§ Given data:

———

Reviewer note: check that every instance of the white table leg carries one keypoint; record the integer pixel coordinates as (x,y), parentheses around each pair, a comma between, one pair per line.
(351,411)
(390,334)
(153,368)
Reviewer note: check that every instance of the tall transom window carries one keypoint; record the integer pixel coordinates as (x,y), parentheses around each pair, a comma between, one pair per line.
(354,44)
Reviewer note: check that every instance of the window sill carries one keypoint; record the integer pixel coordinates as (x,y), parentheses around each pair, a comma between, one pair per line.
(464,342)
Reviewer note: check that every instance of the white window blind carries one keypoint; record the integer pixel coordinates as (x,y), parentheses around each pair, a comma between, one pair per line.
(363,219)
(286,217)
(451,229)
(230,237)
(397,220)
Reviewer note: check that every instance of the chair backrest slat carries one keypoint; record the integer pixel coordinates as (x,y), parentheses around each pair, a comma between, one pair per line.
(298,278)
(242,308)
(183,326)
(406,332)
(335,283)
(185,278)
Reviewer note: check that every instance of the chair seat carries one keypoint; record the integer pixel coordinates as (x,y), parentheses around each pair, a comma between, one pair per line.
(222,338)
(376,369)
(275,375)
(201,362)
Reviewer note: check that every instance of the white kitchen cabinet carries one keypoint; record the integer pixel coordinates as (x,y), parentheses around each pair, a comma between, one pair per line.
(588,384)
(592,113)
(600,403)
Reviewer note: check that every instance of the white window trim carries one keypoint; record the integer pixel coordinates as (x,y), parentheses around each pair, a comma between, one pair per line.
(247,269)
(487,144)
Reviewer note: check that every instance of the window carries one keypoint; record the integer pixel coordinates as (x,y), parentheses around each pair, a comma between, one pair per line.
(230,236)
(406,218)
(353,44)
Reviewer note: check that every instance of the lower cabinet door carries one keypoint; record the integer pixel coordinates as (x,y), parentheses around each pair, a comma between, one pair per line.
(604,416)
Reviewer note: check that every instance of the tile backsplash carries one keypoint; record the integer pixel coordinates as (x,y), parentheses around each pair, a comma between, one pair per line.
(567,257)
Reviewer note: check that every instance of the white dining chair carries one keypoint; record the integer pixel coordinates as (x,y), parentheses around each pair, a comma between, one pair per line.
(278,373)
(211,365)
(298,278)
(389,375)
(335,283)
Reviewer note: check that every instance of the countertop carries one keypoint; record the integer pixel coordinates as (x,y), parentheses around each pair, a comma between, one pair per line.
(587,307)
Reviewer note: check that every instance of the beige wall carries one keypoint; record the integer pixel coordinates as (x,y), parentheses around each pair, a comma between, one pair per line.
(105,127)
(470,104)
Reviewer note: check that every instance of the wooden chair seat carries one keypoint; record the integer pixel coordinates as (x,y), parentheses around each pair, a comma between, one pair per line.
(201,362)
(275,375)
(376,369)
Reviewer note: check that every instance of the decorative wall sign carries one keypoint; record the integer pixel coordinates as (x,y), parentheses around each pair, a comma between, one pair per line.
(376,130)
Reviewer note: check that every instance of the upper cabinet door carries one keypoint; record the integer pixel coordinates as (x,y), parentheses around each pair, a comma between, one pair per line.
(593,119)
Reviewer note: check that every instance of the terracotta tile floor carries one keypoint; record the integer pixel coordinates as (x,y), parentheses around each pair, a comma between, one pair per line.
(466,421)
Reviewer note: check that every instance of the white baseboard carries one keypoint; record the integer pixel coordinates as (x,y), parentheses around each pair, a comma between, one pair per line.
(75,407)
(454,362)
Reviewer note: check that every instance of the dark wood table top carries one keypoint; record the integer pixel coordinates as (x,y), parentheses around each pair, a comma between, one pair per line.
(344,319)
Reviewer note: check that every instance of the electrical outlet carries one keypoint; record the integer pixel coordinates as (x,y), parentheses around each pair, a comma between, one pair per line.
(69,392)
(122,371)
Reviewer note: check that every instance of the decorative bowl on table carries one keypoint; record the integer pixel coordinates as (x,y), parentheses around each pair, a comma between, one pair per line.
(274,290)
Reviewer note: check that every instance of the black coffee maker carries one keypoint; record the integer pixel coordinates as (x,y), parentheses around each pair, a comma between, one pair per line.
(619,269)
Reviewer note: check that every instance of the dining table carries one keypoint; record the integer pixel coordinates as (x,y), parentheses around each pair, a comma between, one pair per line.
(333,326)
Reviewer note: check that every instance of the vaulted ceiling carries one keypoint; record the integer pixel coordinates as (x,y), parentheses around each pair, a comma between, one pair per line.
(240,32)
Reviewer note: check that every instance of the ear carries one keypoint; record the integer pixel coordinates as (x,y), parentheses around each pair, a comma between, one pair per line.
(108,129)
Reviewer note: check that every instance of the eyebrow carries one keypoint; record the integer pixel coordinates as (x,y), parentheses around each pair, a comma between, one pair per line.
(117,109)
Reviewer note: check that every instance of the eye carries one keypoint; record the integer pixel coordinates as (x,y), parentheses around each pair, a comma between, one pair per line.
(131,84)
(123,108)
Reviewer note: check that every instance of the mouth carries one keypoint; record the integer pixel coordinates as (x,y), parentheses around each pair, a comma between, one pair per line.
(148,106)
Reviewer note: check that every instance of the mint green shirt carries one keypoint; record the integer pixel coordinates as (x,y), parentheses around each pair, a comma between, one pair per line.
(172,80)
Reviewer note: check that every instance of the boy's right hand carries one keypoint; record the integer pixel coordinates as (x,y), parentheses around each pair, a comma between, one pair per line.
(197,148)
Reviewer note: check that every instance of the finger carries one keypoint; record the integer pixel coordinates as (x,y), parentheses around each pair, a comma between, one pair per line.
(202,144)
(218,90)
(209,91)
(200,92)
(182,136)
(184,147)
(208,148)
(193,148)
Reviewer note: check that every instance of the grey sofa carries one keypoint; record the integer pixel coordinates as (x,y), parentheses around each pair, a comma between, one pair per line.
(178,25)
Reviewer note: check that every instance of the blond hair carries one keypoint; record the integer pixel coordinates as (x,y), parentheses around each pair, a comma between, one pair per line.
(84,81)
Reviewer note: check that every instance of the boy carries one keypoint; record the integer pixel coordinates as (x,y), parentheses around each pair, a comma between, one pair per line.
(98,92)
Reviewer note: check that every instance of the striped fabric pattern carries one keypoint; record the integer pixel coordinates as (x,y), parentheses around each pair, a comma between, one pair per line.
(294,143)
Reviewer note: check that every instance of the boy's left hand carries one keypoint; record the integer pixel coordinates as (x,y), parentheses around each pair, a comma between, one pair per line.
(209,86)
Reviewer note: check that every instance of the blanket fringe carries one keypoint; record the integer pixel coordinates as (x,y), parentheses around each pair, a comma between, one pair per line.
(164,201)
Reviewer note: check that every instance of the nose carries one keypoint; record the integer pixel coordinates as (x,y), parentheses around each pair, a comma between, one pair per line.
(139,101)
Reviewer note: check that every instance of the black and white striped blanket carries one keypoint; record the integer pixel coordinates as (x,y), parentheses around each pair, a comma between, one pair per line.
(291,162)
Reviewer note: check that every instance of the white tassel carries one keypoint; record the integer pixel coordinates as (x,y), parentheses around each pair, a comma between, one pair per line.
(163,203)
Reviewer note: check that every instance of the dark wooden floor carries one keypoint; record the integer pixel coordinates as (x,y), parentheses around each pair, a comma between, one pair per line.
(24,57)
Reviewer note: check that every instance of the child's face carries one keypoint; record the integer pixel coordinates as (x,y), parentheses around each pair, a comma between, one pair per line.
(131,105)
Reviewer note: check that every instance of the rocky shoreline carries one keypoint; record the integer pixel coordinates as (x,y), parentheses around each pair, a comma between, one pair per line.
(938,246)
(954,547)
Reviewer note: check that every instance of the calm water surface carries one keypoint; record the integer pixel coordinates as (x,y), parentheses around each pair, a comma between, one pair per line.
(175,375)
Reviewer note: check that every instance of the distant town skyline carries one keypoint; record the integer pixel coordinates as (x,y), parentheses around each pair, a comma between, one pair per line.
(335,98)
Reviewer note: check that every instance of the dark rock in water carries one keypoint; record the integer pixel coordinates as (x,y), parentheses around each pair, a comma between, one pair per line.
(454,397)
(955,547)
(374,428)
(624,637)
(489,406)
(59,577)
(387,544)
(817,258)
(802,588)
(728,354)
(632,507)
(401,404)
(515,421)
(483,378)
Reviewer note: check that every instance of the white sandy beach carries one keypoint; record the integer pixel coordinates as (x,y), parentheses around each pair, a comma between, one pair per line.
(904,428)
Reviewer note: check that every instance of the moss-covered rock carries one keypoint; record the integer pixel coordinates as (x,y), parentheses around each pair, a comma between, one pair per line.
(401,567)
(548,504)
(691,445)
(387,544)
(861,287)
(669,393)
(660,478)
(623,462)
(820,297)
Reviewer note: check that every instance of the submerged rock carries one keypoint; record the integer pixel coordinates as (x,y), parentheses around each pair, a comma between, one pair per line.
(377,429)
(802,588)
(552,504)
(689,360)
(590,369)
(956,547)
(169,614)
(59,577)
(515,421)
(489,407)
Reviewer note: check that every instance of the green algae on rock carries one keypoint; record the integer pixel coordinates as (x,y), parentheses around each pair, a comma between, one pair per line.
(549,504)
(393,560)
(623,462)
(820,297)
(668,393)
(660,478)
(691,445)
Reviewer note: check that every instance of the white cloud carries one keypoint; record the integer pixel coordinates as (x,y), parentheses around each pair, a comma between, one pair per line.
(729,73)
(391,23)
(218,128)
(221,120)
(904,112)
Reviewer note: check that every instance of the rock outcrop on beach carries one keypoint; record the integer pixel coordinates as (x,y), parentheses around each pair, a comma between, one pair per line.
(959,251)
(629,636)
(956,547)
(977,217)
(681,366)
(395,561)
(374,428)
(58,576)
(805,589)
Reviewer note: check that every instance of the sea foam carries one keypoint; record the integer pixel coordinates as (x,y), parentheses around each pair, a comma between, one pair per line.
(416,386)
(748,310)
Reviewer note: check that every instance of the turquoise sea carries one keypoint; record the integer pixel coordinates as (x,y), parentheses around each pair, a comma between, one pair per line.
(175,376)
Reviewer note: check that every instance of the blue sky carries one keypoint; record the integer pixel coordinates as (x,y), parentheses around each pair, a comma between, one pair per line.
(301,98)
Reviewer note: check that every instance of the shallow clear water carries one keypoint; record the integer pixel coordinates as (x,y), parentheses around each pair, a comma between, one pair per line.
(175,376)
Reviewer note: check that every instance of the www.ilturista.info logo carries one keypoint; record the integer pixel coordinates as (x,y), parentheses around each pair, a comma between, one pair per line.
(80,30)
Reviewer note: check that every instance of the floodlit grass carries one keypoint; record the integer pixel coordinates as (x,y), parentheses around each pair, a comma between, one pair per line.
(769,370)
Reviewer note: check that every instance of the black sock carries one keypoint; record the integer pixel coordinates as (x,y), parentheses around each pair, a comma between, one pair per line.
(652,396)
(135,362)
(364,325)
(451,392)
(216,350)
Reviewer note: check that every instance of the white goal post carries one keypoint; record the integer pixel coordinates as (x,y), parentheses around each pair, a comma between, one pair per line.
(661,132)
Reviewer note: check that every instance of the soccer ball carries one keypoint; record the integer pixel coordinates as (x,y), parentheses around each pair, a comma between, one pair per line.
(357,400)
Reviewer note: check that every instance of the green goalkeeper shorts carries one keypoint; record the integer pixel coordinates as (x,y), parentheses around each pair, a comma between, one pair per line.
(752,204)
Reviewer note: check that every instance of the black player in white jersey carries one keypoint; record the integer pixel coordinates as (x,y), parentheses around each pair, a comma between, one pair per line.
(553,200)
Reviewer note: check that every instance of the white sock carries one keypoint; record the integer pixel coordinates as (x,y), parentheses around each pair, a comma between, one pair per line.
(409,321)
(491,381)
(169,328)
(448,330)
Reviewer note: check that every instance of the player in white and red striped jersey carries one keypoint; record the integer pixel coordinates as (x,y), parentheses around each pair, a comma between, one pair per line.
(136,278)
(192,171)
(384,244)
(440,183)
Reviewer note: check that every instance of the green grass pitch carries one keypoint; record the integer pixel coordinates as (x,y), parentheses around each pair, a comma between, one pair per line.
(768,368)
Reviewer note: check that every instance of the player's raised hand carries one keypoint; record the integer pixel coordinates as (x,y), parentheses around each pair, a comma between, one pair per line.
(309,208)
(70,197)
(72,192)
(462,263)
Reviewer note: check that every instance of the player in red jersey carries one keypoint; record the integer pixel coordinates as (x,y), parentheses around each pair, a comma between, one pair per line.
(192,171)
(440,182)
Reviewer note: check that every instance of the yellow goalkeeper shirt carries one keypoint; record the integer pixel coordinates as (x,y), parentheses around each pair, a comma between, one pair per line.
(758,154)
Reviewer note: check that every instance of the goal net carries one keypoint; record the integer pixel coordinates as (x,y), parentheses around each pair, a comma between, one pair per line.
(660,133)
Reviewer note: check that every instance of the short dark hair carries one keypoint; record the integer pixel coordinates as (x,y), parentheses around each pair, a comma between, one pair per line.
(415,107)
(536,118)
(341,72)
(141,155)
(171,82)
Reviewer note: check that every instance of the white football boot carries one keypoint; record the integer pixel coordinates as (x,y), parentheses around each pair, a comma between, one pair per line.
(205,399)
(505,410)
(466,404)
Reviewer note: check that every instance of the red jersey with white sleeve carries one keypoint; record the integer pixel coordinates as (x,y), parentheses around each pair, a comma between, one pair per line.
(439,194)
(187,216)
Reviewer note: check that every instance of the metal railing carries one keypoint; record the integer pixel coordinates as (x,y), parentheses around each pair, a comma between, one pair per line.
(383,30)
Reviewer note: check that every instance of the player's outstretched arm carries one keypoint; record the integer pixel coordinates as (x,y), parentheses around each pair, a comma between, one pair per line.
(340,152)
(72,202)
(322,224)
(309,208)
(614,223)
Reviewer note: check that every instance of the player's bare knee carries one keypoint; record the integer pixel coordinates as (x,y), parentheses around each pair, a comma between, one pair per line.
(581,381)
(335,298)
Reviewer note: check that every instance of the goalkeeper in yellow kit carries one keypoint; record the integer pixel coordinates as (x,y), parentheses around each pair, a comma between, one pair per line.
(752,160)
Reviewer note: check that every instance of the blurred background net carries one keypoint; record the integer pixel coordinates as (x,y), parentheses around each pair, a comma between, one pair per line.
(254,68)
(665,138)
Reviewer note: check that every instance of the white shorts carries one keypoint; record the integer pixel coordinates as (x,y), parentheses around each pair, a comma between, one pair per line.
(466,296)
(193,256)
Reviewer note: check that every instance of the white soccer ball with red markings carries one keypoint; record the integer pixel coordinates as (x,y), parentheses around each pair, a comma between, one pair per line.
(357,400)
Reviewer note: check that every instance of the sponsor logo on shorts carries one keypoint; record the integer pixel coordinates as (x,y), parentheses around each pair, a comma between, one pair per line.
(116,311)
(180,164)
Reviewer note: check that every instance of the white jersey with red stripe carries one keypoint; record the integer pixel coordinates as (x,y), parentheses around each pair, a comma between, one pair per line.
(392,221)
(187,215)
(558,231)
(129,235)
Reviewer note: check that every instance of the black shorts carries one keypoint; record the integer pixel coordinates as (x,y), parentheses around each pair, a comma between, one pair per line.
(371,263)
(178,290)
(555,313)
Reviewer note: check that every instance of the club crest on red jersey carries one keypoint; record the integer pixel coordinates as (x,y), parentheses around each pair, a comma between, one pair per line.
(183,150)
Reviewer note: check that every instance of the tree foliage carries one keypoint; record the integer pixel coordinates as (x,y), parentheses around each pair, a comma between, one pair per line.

———

Only the lines from the one that contains "Reviewer note: check that every instance of the white soccer" to the end of the data should be output, exactly as they appear.

§ The completed task:
Reviewer note: check that every instance of the white soccer ball with red markings carries one keypoint; record the integer pixel coordinates as (x,y), parentheses around each pair, a comma between, one pair per line.
(357,400)
Reviewer note: check that every instance of the sponsor logo on shorts carries one keypoint; record the integer pixel coordinates as (x,y), parentheses around each pair, a comma between, one pair per line.
(116,311)
(180,164)
Reviewer note: check that every instance of the white jersey with red stripe carries one keypoint; record the integer pixel coordinates as (x,y), parentheses around each pair, a comma between, one pair per line.
(392,221)
(187,215)
(558,231)
(129,235)
Reviewer note: check that every instance of the black shorts carries one keypoint; record the integer pixel coordinates as (x,y), parentheses around each pair, a comma between, one pair per line.
(371,263)
(178,290)
(555,313)
Reviewer note: check that every instance of the club crest on red jersey carries one keypoint; record the integer pixel coordinates as (x,y), parentheses around each pair, a comma between, one pair per line.
(183,150)
Reviewer note: check that every instance of the tree foliage carries one keypoint; record the integer pixel coordinates as (x,y), parentheses around each pair, a comma between, one pair per line.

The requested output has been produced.